Written instruction: Rewrite all of the material below, putting "frame" wherever "scan" appears and changing nothing else.

# START OF Supplied data

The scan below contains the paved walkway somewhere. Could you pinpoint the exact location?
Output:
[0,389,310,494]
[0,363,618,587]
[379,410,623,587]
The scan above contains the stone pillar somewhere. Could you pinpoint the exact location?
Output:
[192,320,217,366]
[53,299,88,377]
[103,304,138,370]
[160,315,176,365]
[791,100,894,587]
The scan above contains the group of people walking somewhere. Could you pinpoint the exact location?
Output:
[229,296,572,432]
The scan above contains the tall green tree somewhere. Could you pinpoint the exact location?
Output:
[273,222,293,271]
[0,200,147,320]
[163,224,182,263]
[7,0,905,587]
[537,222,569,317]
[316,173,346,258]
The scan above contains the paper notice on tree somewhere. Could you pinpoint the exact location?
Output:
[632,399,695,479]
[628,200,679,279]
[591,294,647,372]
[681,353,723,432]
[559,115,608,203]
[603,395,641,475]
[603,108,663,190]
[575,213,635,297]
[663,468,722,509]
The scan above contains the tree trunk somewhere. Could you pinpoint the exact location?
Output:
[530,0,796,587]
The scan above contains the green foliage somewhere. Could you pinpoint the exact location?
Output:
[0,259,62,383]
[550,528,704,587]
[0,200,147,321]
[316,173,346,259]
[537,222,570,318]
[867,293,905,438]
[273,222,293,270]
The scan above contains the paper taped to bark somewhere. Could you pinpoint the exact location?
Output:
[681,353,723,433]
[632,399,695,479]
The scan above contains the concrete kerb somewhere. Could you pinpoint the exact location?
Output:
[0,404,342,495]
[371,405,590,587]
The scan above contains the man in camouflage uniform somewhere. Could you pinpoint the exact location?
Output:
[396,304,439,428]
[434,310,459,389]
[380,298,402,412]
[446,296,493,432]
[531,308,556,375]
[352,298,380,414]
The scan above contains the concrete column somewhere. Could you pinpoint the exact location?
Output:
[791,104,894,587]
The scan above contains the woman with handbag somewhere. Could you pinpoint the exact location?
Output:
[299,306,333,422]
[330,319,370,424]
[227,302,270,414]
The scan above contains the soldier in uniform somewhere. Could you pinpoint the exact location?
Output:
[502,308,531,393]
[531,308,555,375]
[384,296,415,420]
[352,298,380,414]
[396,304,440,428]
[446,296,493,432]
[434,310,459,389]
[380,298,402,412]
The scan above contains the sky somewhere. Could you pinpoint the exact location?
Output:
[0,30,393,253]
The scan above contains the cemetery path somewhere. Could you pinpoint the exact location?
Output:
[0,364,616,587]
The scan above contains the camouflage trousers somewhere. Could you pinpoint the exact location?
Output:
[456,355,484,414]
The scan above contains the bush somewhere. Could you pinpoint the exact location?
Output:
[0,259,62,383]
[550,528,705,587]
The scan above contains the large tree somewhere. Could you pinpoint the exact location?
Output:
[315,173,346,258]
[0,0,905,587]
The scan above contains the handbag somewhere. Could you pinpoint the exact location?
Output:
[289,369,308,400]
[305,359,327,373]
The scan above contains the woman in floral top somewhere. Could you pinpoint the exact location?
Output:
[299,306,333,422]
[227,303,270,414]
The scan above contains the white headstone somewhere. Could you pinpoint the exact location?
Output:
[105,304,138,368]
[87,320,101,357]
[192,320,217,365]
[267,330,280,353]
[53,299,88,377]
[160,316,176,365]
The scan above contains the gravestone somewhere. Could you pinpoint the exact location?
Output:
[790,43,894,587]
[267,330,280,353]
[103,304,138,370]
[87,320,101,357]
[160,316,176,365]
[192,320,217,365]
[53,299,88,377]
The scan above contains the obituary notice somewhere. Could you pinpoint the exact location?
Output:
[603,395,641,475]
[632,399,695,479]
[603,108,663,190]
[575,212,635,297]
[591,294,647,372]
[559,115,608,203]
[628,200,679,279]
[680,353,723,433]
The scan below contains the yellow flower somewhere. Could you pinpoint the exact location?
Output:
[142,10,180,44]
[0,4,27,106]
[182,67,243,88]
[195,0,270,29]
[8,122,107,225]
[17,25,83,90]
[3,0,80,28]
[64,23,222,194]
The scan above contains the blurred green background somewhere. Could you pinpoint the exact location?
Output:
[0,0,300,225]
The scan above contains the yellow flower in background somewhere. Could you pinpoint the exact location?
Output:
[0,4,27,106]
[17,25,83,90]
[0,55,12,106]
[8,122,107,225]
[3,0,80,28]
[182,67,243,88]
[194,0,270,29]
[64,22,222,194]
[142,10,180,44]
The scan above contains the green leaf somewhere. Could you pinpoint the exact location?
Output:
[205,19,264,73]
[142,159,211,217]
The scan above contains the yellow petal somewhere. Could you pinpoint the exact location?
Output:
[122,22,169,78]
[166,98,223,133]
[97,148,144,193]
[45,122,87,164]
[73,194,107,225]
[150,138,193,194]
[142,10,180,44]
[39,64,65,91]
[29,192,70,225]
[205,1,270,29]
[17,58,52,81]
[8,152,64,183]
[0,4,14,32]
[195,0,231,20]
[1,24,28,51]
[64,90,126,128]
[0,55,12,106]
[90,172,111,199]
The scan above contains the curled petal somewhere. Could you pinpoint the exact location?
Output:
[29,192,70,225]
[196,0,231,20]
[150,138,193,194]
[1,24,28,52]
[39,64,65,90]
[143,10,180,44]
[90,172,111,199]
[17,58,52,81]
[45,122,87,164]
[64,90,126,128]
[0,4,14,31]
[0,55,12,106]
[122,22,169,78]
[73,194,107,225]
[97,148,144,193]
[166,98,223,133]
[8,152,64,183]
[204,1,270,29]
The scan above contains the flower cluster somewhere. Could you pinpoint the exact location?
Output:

# END OF Supplied data

Result:
The frame below contains the paved walkway somewhere. Could you pinpoint the exact location?
Output:
[0,389,310,494]
[0,363,618,587]
[379,410,623,587]
The frame above contains the stone pillar somewhere. Could you pinpoint the exact location?
Output:
[192,320,217,366]
[53,299,88,377]
[103,304,138,370]
[160,315,176,365]
[791,100,894,587]
The frame above contains the group of people walking somewhere. Could you pinpoint the exact location?
Output:
[229,296,572,432]
The frame above contains the tall green tree somewhere. Could you pinpoint the exact location?
Output:
[273,222,293,271]
[0,200,147,320]
[163,224,182,263]
[7,0,905,587]
[537,222,569,317]
[316,173,346,258]
The frame above contains the paper notice on tree somewhere. Could you pinpoint the exact location?
Output:
[632,399,695,479]
[628,200,679,279]
[591,294,647,372]
[681,353,723,432]
[559,115,608,203]
[603,395,641,475]
[603,108,663,190]
[575,213,635,297]
[663,468,722,509]
The frame above contains the tree trunk somewhere. Could you pinpoint the exact location?
Output:
[530,0,796,587]
The frame above contains the green foliage somewhere. Could you pinpoint the exact location?
Output:
[0,259,62,383]
[550,528,704,587]
[0,200,147,321]
[316,173,346,259]
[537,222,570,318]
[867,293,905,438]
[273,222,293,270]
The frame above contains the paper taped to bark somewhere. Could you pinpoint the exact location?
Output:
[681,353,723,433]
[632,399,695,479]
The frame above contains the concrete kerb somewhere. Could you pinpoint the exact location?
Output:
[0,404,342,495]
[371,405,590,587]
The frame above contains the man in camouflage uniform somewhere. Could you pinpoint the exact location?
Output:
[396,304,439,428]
[434,310,459,389]
[380,298,402,412]
[446,296,493,432]
[531,308,556,375]
[352,298,380,414]
The frame above contains the concrete column somewhere. Could you pinpoint the exact location?
Output:
[791,104,894,587]
The frame above contains the woman with handbag somewhere. Could you pinpoint the exact location?
Output:
[299,306,333,422]
[330,319,370,424]
[227,302,270,414]
The frame above contains the soldier in uniform somewhere. Could you pinpoint the exact location?
Output:
[502,308,531,393]
[531,308,555,375]
[384,296,415,420]
[352,298,380,414]
[396,304,440,428]
[446,296,493,432]
[434,310,459,389]
[380,298,402,412]
The frame above contains the sky somewhere. Could you pinpoint the exact location?
Output:
[0,30,393,253]
The frame above contains the cemetery path somewhere. Could you pinpoint the exact location?
Output:
[0,364,616,587]
The frame above contains the camouflage trousers somewhere. Could you pinpoint the exact location?
Output:
[456,355,484,414]
The frame above contains the bush somewhere. Could you pinpoint the exact location?
Output:
[0,259,62,383]
[550,528,705,587]
The frame above contains the large tree somewhere. Could you pinpoint the exact location?
Output:
[315,173,346,258]
[0,0,905,587]
The frame above contains the handbag somewhere. Could you pinpoint the exact location?
Output:
[289,369,308,400]
[305,359,327,373]
The frame above contains the woman in floral top somewhere. Could you pinpoint the exact location?
Output:
[299,306,333,422]
[227,303,270,414]
The frame above contains the white headstone somewhere. Could you pinpoint the exact location?
Output:
[105,304,138,368]
[87,320,101,357]
[192,320,217,365]
[267,330,280,353]
[53,299,88,377]
[160,316,176,365]
The frame above contains the gravestone somewhere. Could you pinpoint the exact location?
Output:
[790,43,894,587]
[267,330,280,353]
[103,304,138,370]
[87,320,101,357]
[160,316,176,365]
[192,320,217,365]
[53,299,88,377]
The frame above contains the obituary notice somewhere. Could you pinpoint the exact location?
Output:
[603,395,641,475]
[632,399,695,479]
[603,108,663,190]
[575,212,635,297]
[591,294,647,372]
[559,115,608,203]
[628,200,679,279]
[680,353,723,433]
The frame below contains the yellow flower somewhere. Could you pinpoint the exact location?
Output:
[142,10,180,44]
[0,4,27,106]
[182,67,243,88]
[195,0,270,29]
[8,122,107,225]
[17,25,83,90]
[3,0,80,28]
[64,23,222,194]
The frame above contains the blurred green background somewhere. Could you pinpoint the exact location?
Output:
[0,0,300,225]
The frame above contains the yellow flower in background somewhere. Could you pinpoint the exact location?
Output:
[0,4,27,106]
[17,25,83,90]
[0,55,12,106]
[8,122,107,225]
[3,0,80,28]
[182,67,243,88]
[194,0,270,29]
[64,22,222,194]
[142,10,180,44]
The frame above contains the green leaf somewhere. Could you pinpoint the exact location?
Output:
[205,19,264,73]
[142,159,211,217]
The frame above contains the yellow petal somewhere. Could you pinpoint the exact location?
Output:
[122,22,169,78]
[166,98,223,133]
[97,148,144,193]
[45,122,87,164]
[73,194,107,225]
[150,138,193,194]
[142,10,180,44]
[39,64,65,91]
[29,192,70,225]
[205,1,270,29]
[17,58,52,81]
[8,152,64,183]
[0,4,14,32]
[195,0,231,20]
[1,24,28,51]
[64,90,126,128]
[0,55,12,106]
[90,172,111,199]
The frame above contains the curled petal somewhere. Could you pinpoint the exact location?
Output:
[29,192,70,225]
[196,0,231,20]
[150,138,193,194]
[1,24,28,52]
[39,64,65,90]
[143,10,180,44]
[90,172,111,199]
[17,58,52,81]
[45,122,87,164]
[64,90,126,128]
[0,4,14,31]
[0,55,12,106]
[122,22,169,78]
[73,194,107,225]
[97,148,144,193]
[166,98,223,133]
[8,152,64,183]
[204,1,270,29]
The frame above contains the flower cluster somewhere. Could you pinpoint the exact location?
Output:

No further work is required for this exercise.